- **WRITTEN PROBLEM**:
Transcribe the listing exactly, leaving out every picture.

----------

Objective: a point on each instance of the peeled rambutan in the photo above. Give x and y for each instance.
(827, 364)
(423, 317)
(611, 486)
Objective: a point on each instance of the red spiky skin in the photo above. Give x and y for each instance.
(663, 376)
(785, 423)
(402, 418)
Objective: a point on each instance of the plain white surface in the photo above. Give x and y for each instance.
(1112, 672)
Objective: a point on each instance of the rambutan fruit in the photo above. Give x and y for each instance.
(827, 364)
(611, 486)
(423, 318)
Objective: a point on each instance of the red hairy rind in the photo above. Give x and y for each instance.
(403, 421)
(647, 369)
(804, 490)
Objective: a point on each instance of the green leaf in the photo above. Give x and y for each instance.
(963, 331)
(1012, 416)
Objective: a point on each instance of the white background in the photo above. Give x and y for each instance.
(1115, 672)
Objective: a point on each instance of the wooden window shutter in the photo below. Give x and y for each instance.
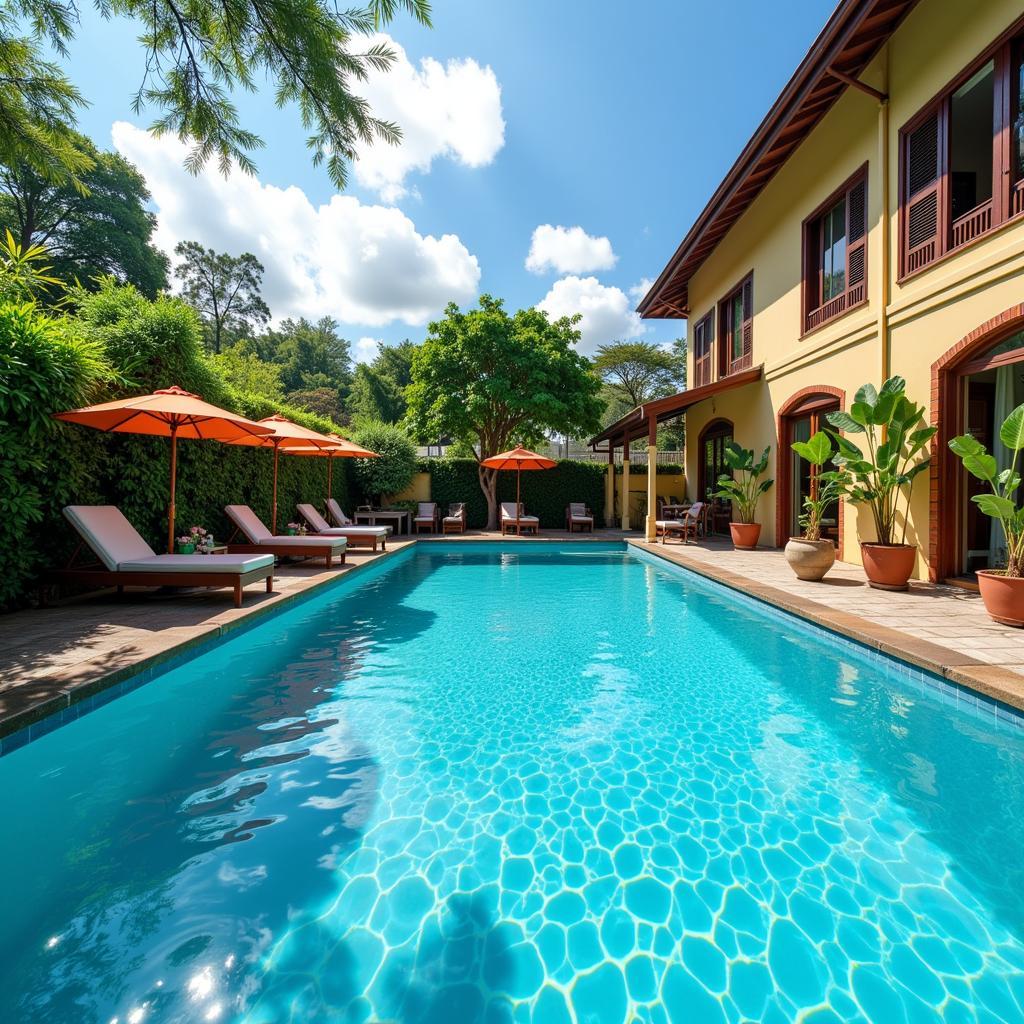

----------

- **RESPONSE BELOW**:
Objective: a point on each instance of the peeled rambutan in the photo above. Give x and y for each instance.
(827, 364)
(423, 317)
(611, 486)
Objective: a point on each instance of the red spiky skin in the photo above. Give x and y for each instance.
(663, 376)
(785, 423)
(402, 418)
Objective: a point on each instance of the plain white surface in the photo above. Give x and y for each instance.
(1112, 672)
Objective: a point on each instance of the rambutan fruit in the photo above. Give x and y for each instance.
(827, 364)
(611, 486)
(423, 318)
Objective: a point on each instance of the red hairy rind in the photo above. Give x and y for each instance.
(403, 421)
(647, 369)
(804, 490)
Objective: a point on each instance of the green leaf in the photo above. Give x and y for each instance.
(963, 331)
(1012, 416)
Objective: a point on each instance of the white background in the photo above. Give x and y for each instance.
(1115, 672)
Objective: a point on each instance of the wooden window shutter in the photo below. Give x and y for each instance.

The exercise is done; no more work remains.